#### Given instruction
Report every line in the rows below that contains the word "white", copying each such line in full. Matching is case-sensitive.

[Items stored from a collection]
========================

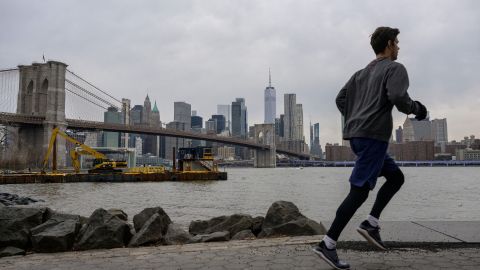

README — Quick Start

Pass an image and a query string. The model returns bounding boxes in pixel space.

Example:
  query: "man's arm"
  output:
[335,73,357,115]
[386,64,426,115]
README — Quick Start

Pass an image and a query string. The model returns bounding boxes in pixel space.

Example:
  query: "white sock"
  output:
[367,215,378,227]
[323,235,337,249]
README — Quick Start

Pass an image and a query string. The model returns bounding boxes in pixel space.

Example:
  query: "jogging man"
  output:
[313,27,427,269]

========================

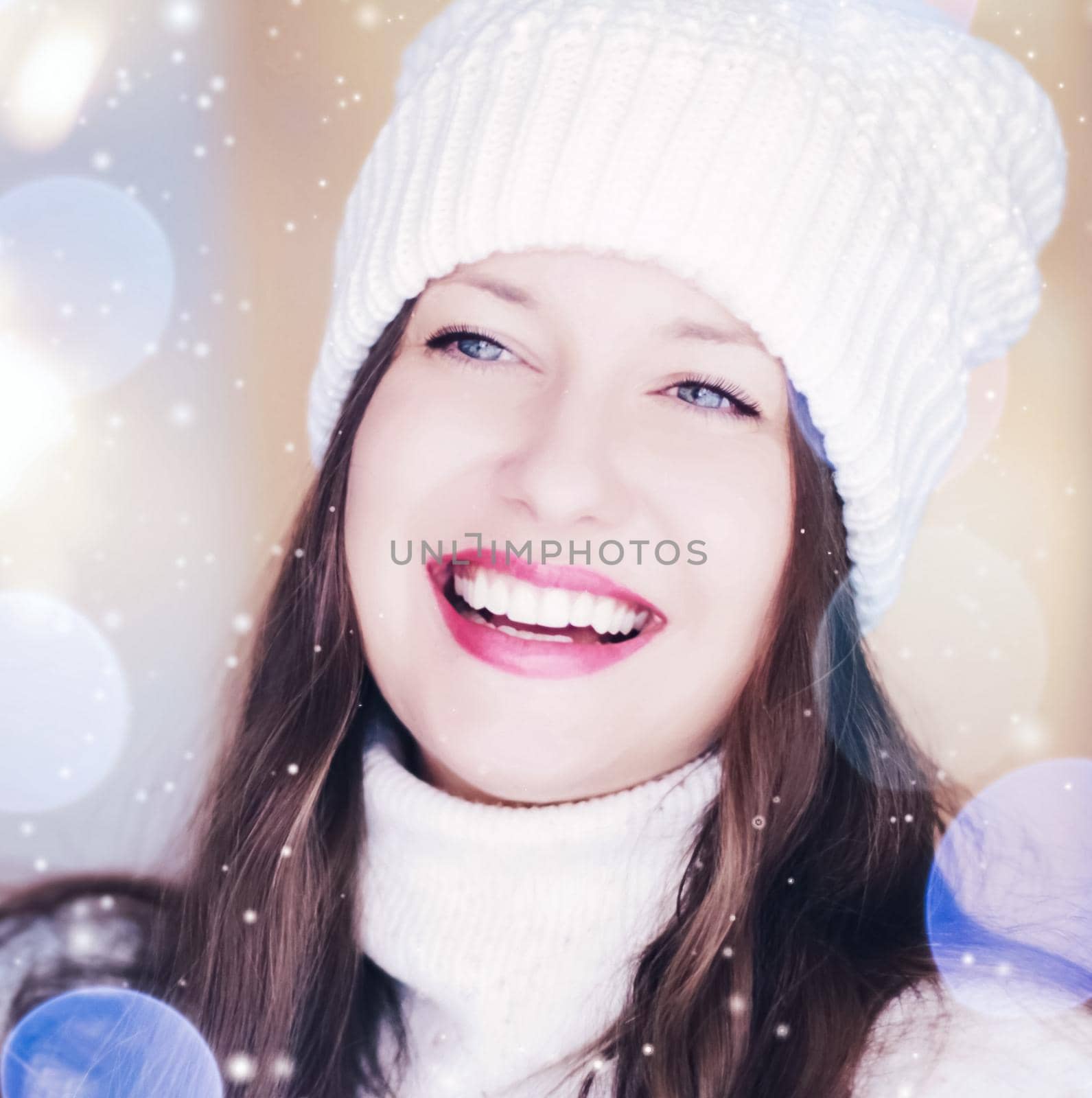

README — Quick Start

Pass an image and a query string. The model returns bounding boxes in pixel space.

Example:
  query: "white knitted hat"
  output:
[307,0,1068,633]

========================

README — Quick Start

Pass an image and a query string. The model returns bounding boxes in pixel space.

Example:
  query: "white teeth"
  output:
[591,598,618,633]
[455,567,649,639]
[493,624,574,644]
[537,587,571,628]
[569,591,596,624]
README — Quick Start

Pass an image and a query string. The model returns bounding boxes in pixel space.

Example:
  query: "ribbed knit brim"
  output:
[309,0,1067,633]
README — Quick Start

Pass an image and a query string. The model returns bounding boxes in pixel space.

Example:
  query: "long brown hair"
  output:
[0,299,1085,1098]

========================

#### Reply
  query: "white sock"
  query: "white knitted hat"
  query: "white teeth"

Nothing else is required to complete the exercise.